Work to be completed »
The whole listing below is to be repeated without alteration.

Supplied data »
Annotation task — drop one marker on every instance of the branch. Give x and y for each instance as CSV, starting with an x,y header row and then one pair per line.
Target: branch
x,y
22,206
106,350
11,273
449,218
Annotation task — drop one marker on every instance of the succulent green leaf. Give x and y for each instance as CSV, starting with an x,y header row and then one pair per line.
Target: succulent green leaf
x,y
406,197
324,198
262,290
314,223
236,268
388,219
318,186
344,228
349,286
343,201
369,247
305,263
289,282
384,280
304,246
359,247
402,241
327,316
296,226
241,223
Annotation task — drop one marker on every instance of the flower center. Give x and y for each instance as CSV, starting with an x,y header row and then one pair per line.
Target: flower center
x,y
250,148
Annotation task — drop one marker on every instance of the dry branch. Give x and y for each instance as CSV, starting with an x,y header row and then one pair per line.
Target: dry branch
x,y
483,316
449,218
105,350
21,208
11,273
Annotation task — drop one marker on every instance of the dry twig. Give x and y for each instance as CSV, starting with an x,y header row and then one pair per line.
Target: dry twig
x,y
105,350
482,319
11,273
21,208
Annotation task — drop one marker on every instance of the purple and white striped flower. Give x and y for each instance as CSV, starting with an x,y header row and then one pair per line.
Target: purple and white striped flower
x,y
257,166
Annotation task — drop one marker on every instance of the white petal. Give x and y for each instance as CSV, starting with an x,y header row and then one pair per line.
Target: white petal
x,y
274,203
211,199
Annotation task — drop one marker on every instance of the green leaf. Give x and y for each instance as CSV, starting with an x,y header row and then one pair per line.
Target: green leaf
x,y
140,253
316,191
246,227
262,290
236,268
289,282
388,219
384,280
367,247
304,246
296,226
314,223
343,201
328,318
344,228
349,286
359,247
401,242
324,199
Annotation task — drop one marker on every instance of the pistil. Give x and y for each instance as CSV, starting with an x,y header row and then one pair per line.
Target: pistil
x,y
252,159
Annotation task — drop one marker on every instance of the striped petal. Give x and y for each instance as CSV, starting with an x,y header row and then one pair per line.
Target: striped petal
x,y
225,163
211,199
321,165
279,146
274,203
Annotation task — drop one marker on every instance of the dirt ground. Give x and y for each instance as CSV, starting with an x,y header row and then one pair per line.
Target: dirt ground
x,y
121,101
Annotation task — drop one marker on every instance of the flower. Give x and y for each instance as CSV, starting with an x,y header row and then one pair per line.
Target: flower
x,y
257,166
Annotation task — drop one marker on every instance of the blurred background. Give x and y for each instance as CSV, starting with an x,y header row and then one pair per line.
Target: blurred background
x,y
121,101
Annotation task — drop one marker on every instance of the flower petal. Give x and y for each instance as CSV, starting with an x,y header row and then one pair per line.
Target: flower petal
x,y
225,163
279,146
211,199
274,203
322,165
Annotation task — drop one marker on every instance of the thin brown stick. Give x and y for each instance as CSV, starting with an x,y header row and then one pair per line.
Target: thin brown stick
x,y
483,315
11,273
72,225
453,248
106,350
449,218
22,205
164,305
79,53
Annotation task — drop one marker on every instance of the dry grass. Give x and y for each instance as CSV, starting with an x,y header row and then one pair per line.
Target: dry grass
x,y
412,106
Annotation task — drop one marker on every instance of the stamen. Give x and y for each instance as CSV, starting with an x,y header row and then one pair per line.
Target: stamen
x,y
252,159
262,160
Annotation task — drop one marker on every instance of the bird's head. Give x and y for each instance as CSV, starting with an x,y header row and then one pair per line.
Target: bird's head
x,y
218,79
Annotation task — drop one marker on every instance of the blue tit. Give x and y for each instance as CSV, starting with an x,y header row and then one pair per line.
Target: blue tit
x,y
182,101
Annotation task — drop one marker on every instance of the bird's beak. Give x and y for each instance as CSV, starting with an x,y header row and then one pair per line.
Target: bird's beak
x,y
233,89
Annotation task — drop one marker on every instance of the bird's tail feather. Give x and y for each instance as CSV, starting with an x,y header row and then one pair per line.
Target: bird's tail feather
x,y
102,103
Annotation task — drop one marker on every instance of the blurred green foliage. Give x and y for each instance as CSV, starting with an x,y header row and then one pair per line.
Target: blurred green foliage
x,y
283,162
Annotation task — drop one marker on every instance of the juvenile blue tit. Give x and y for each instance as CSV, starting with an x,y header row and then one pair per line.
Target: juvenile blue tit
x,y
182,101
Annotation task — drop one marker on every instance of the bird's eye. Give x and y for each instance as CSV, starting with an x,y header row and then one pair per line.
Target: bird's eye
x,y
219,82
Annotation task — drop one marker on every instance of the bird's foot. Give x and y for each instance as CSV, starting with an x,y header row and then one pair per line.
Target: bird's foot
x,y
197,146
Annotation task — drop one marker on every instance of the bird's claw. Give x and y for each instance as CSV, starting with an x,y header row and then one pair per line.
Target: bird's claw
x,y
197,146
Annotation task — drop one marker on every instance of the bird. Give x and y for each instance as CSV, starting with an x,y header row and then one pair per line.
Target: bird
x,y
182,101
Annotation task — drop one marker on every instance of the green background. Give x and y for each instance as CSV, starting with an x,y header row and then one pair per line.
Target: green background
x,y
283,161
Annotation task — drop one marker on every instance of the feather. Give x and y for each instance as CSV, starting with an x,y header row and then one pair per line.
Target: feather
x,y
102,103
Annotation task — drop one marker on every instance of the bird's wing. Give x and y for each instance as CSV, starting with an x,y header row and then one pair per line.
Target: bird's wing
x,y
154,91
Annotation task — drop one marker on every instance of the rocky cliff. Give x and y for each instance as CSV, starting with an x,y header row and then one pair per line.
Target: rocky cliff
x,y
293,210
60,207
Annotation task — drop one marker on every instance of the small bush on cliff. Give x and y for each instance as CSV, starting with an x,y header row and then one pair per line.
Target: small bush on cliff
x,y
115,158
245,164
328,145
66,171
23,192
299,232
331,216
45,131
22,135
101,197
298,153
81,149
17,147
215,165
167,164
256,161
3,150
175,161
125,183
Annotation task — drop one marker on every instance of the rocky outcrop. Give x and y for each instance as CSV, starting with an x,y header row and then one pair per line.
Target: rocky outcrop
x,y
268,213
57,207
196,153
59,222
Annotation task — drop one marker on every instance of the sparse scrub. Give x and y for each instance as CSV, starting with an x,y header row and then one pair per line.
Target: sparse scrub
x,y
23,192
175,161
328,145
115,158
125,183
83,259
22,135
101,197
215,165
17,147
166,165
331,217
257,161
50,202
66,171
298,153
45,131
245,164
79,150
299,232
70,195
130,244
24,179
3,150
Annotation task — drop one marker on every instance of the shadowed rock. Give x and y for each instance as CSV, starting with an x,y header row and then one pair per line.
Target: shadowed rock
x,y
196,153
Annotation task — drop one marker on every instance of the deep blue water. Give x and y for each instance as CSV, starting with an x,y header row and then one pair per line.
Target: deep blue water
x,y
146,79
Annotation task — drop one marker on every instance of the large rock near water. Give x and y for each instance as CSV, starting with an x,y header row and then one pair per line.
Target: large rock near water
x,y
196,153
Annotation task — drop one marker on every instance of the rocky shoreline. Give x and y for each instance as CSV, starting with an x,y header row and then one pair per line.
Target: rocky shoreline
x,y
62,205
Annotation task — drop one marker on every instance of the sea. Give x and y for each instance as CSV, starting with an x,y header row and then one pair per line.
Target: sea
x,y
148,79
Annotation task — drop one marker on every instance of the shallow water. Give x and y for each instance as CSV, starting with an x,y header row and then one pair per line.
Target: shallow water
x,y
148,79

Answer section »
Annotation task — drop one marker on every instance of the branch. Give x and y for each instance as CSV, starting with an x,y header row and then one pair per line.
Target: branch
x,y
22,206
106,350
11,273
449,218
Annotation task — drop one marker on every instance of the succulent green leaf. Give x and y for each instance as CSV, starting with an x,y header row and then one pair per line.
Target: succulent green leaf
x,y
406,197
324,198
262,290
314,223
236,268
388,219
318,186
344,228
349,286
343,201
369,247
305,263
289,282
384,280
304,246
359,247
402,241
327,316
296,226
241,223
Annotation task — drop one marker on every instance of the flower center. Give x and y for each instance as CSV, starting with an x,y header row and then one pair per line.
Target: flower center
x,y
250,148
Annotation task — drop one marker on every instance of the dry branch. Give x and y for each instance as CSV, starting with an x,y header row and then one pair per line.
Target: dry branch
x,y
483,316
449,218
105,350
21,208
11,273
Annotation task — drop one marker on every instance of the dry twig. Give x and y for each instance as CSV, starting with an x,y header row and then one pair per line.
Target: dry twig
x,y
105,350
482,319
11,273
21,208
Annotation task — drop one marker on every instance of the purple and white striped flower. Give x and y for each instance as CSV, starting with an x,y header row and then one pair per line.
Target: purple and white striped flower
x,y
257,166
Annotation task — drop one marker on every instance of the white petal. Give x and y for each instance as CSV, starting with an x,y header row and then one pair per line.
Target: white petal
x,y
274,203
211,199
Annotation task — drop one marker on every instance of the green leaf. Give x and y for each instance as CSV, starting with an x,y header row and then one pair per line.
Target: green leaf
x,y
140,253
316,191
246,227
262,290
236,268
289,282
388,219
384,280
367,247
304,246
296,226
314,223
343,201
328,318
344,228
349,286
359,247
401,242
324,199
Annotation task — drop one marker on every instance of the pistil. Give x and y for each instance as CSV, starting with an x,y header row and then one pair per line.
Target: pistil
x,y
252,159
Annotation task — drop one marker on every instance of the striped petal. Give x and y for each instance as CSV, starting with an x,y header row and then one pair per line.
Target: striped petal
x,y
225,163
211,199
321,165
279,146
274,203
Annotation task — drop one marker on every instance of the dirt ground. Give x and y for each instance as CSV, starting with an x,y header row and then one pair per line.
Target: dirt ground
x,y
121,101
Annotation task — drop one marker on every instance of the flower. Give x and y for each instance as CSV, starting with an x,y header row and then one pair per line.
Target: flower
x,y
257,166
Annotation task — drop one marker on every instance of the blurred background. Give x and y for each instance as CSV, starting with an x,y header row and then one pair per line.
Target: blurred background
x,y
121,101
Annotation task — drop one marker on every instance of the flower petal. Give x and y for each instance as CSV, starting with an x,y header row and then one pair per line.
Target: flower petal
x,y
225,163
279,146
211,199
274,203
322,165
Annotation task — drop one marker on every instance of the thin brown stick. Give x and y for each instance as CSV, starting with an x,y header row and then one pair per line.
Target: thin brown stick
x,y
483,315
11,273
72,225
453,248
106,350
449,218
22,205
164,305
79,53
Annotation task — drop one marker on every instance of the dry grass. Give x and y for each instance as CSV, starting with an x,y header row and then one pair per line.
Target: dry grass
x,y
412,106
Annotation task — drop one marker on every instance of the stamen. Give x and y for each instance as CSV, starting with an x,y header row and then one pair per line.
Target: stamen
x,y
252,159
262,160
Annotation task — drop one marker on every instance of the bird's head. Give x and y for each instance as CSV, starting with an x,y header row and then one pair per line.
Target: bird's head
x,y
218,79
Annotation task — drop one marker on every instance of the blue tit. Give x and y for each instance as CSV, starting with an x,y header row and then one pair per line.
Target: blue tit
x,y
182,101
Annotation task — drop one marker on every instance of the bird's beak. Give x and y for each instance as CSV, starting with an x,y header row and then one pair per line.
Target: bird's beak
x,y
233,89
Annotation task — drop one marker on every instance of the bird's tail feather. Give x and y for each instance as CSV, starting with an x,y header row and then one pair per line.
Target: bird's tail feather
x,y
102,103
Annotation task — drop one marker on every instance of the blurred green foliage. Give x and y for each instance as CSV, starting with an x,y header row and then one pair per line.
Target: blurred green foliage
x,y
283,162
Annotation task — drop one marker on every instance of the juvenile blue tit. Give x and y for each instance as CSV, starting with an x,y header row and then one pair per line.
Target: juvenile blue tit
x,y
182,101
Annotation task — drop one marker on every instance of the bird's eye. Give x and y for each instance as CSV, starting with an x,y header row and then one pair per line.
Target: bird's eye
x,y
219,82
Annotation task — drop one marker on every instance of the bird's foot. Give x and y for each instance as CSV, starting with an x,y header row and then one pair per line.
Target: bird's foot
x,y
197,146
Annotation task — drop one marker on every instance of the bird's claw. Give x and y for each instance as CSV, starting with an x,y header row and then one pair per line.
Target: bird's claw
x,y
197,146
Annotation task — drop one marker on every instance of the bird. Give x and y for each instance as CSV, starting with an x,y header row and then one pair per line.
Target: bird
x,y
182,101
Annotation task — drop one marker on every instance of the green background. Give x and y for each instance as CSV, starting with an x,y header row and then one pair per line.
Target: green background
x,y
283,161
Annotation task — drop one marker on every instance of the feather. Give x and y for each instance as CSV, starting with an x,y header row and then one pair per line.
Target: feather
x,y
102,103
Annotation task — drop one marker on every instance of the bird's wing. Give x and y for each instance as CSV, starting with an x,y header row and then one pair per line.
Target: bird's wing
x,y
154,91
Annotation task — drop one marker on every instance of the rocky cliff. Give x and y for each instance as CSV, starting with an x,y header row and then one pair per line.
Target: rocky cliff
x,y
293,210
60,207
Annotation task — drop one marker on every instance of the small bush on cliff. Give x and y for each instance as CSV, starting with an x,y header row and then one pair per line.
Target: small bush on cliff
x,y
115,158
245,164
328,145
66,171
23,192
299,232
331,216
45,131
22,135
101,197
298,153
81,149
17,147
215,165
167,164
256,161
3,150
175,161
125,183
Annotation task — drop one marker on every instance of the rocky outcrop. Give x and y for each instance as CSV, starting with an x,y header row and then one pair per line.
Target: rocky outcrop
x,y
268,213
57,207
196,153
59,222
Annotation task — drop one marker on every instance of the sparse scrub. Give x and y for each instance as CSV, starting with an x,y header row and then one pair per line.
Target: sparse scrub
x,y
23,192
175,161
328,145
115,158
125,183
83,259
22,135
101,197
215,165
17,147
166,165
331,217
257,161
50,202
66,171
298,153
45,131
245,164
79,150
299,232
70,195
130,244
24,179
3,150
Annotation task — drop one marker on every instance of the shadowed rock. Give x and y for each instance as CSV, starting with an x,y header row and then one pair per line.
Target: shadowed rock
x,y
196,153
Annotation task — drop one marker on every instance of the deep blue water. Give x and y for each instance as CSV, starting with an x,y header row and then one pair per line.
Target: deep blue water
x,y
146,79
Annotation task — drop one marker on every instance of the large rock near water. Give x and y for each instance as CSV, starting with an x,y header row and then one pair per line.
Target: large rock near water
x,y
196,153
Annotation task — drop one marker on every instance of the rocky shoreline. Give x and y for each instance as CSV, starting with an x,y header row and then one pair per line.
Target: rocky shoreline
x,y
62,205
Annotation task — drop one marker on every instance of the sea. Give x and y for each instance as CSV, starting with an x,y header row and then one pair per line.
Target: sea
x,y
148,79
Annotation task — drop one marker on every instance of the shallow water. Give x and y for each instance as CSV, starting with an x,y header row and then one pair per line.
Target: shallow water
x,y
148,79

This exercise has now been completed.